▸ **Work instructions**
Return each entry precisely as it appears below.

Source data
▼

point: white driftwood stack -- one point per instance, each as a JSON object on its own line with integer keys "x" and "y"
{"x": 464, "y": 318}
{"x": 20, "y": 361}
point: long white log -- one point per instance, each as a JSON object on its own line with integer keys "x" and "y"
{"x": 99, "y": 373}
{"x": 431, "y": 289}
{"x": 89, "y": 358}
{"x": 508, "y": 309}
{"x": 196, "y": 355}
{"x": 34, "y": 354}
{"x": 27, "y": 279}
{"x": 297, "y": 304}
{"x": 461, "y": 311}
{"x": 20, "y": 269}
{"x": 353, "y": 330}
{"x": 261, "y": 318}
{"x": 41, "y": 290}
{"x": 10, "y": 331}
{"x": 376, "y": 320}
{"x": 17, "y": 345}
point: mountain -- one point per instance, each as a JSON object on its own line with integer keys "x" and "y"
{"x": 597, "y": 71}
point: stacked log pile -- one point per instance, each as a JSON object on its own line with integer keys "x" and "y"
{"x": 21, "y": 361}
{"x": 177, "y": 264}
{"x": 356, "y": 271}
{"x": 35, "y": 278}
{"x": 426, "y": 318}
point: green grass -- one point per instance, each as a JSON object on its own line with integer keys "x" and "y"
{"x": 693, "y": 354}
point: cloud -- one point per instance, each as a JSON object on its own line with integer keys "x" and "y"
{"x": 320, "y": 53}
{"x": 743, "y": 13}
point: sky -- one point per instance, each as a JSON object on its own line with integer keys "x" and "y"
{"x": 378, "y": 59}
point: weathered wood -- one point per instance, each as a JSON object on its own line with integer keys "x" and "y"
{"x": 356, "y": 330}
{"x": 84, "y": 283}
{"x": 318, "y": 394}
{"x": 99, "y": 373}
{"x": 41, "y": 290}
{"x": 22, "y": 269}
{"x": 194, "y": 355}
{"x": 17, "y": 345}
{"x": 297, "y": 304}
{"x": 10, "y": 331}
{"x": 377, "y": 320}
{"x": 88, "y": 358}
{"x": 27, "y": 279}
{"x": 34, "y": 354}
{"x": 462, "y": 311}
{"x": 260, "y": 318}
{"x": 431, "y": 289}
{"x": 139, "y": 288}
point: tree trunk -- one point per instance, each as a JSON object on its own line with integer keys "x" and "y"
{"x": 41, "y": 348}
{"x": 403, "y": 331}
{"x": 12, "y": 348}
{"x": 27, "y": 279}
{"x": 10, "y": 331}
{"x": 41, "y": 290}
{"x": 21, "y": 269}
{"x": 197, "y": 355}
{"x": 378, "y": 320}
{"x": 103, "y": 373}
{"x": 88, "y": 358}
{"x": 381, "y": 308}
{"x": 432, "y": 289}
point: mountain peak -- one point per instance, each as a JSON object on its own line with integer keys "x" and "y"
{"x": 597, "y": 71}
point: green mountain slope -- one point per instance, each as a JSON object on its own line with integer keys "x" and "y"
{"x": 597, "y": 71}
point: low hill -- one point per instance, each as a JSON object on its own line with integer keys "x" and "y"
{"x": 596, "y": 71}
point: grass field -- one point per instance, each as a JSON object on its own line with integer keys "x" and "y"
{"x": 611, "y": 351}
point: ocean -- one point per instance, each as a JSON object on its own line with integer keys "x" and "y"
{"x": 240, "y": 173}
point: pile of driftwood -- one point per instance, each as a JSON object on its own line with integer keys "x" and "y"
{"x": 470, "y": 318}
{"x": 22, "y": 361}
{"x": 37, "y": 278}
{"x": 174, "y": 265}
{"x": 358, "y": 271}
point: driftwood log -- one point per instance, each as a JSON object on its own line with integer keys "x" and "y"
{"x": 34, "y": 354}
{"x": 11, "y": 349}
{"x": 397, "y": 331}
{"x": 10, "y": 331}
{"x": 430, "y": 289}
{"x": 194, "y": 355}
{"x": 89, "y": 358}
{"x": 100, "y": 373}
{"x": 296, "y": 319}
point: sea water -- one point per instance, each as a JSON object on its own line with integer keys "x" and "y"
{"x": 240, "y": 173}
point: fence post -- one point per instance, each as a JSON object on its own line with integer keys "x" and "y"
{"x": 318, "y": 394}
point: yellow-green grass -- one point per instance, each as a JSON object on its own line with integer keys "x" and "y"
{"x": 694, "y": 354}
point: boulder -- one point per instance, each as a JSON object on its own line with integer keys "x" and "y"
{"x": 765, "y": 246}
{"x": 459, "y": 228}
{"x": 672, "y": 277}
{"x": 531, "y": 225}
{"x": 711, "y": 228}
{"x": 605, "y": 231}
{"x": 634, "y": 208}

▲

▸ **Response to the task**
point: white driftwood stack -- one point per instance, each as a JSON object on its own line with integer keys "x" and "y"
{"x": 464, "y": 318}
{"x": 20, "y": 361}
point: long white log -- one point per instance, each as a JSON object on its own line with integer keys "x" and "y"
{"x": 99, "y": 373}
{"x": 431, "y": 289}
{"x": 89, "y": 358}
{"x": 508, "y": 309}
{"x": 196, "y": 355}
{"x": 34, "y": 354}
{"x": 27, "y": 279}
{"x": 297, "y": 304}
{"x": 461, "y": 311}
{"x": 20, "y": 269}
{"x": 353, "y": 330}
{"x": 261, "y": 318}
{"x": 41, "y": 290}
{"x": 10, "y": 331}
{"x": 376, "y": 320}
{"x": 17, "y": 345}
point: mountain -- one point per instance, each as a JSON object on its own line with integer keys "x" and "y"
{"x": 597, "y": 71}
point: stacked log pile -- one point per instance, each as a JSON object on its own line with integer keys "x" and "y"
{"x": 21, "y": 361}
{"x": 177, "y": 264}
{"x": 356, "y": 271}
{"x": 35, "y": 278}
{"x": 426, "y": 318}
point: green grass -- one point per instance, each as a JSON object on its own line with integer keys "x" and "y"
{"x": 693, "y": 354}
point: cloud -- one point per instance, each as a JSON object on its own line with integer keys "x" and "y"
{"x": 320, "y": 53}
{"x": 743, "y": 13}
point: sky -- one point per instance, each as a JSON object on its own line with integer keys "x" and "y"
{"x": 378, "y": 59}
point: weathered wood -- one point per instance, each as a JSON object on its own line with integer keys "x" and "y"
{"x": 356, "y": 330}
{"x": 84, "y": 283}
{"x": 318, "y": 394}
{"x": 99, "y": 373}
{"x": 41, "y": 290}
{"x": 22, "y": 269}
{"x": 194, "y": 355}
{"x": 17, "y": 345}
{"x": 297, "y": 304}
{"x": 10, "y": 331}
{"x": 377, "y": 320}
{"x": 88, "y": 358}
{"x": 27, "y": 279}
{"x": 34, "y": 354}
{"x": 462, "y": 311}
{"x": 260, "y": 318}
{"x": 431, "y": 289}
{"x": 139, "y": 288}
point: tree trunk -- one point per instance, each as a JSON object on its own line with integer keys "x" and "y"
{"x": 41, "y": 348}
{"x": 403, "y": 331}
{"x": 12, "y": 348}
{"x": 27, "y": 279}
{"x": 10, "y": 331}
{"x": 41, "y": 290}
{"x": 21, "y": 269}
{"x": 197, "y": 355}
{"x": 378, "y": 320}
{"x": 103, "y": 373}
{"x": 88, "y": 358}
{"x": 381, "y": 308}
{"x": 432, "y": 289}
point: mountain peak -- one point per instance, each as a JSON object on its own line with integer keys "x" and "y"
{"x": 597, "y": 71}
point: green mountain slope -- one point per instance, each as a JSON object on its own line with integer keys "x" and "y"
{"x": 597, "y": 71}
point: low hill -- one point per instance, each as a JSON object on its own line with integer keys "x" and "y"
{"x": 596, "y": 71}
point: grass field -- one point per instance, each as a JSON object on its own line with integer keys "x" and "y"
{"x": 611, "y": 351}
point: ocean -- one point per instance, each as a JSON object on its own line with integer keys "x" and "y"
{"x": 240, "y": 173}
point: pile of driftwood -- one point per instance, each as a JSON object on its own line with integer keys "x" and "y"
{"x": 470, "y": 318}
{"x": 22, "y": 361}
{"x": 37, "y": 278}
{"x": 174, "y": 265}
{"x": 358, "y": 271}
point: driftwood log -- one point per instance, each as a JSON object on its own line with integer keys "x" and "y"
{"x": 34, "y": 354}
{"x": 11, "y": 349}
{"x": 397, "y": 331}
{"x": 10, "y": 331}
{"x": 430, "y": 289}
{"x": 194, "y": 355}
{"x": 89, "y": 358}
{"x": 100, "y": 373}
{"x": 296, "y": 319}
point: sea water -- one point per instance, each as a JSON object on its own line with integer keys "x" and "y"
{"x": 240, "y": 173}
point: fence post -- one point per instance, each as a JSON object on its own line with integer keys "x" and "y"
{"x": 318, "y": 394}
point: yellow-green grass -- one point per instance, each as a JSON object on its own line with integer keys "x" and "y"
{"x": 694, "y": 354}
point: boulder -- one point per instance, each as a JSON object on its own line with integer keys "x" and "y"
{"x": 765, "y": 246}
{"x": 459, "y": 228}
{"x": 672, "y": 277}
{"x": 531, "y": 225}
{"x": 711, "y": 228}
{"x": 605, "y": 231}
{"x": 634, "y": 208}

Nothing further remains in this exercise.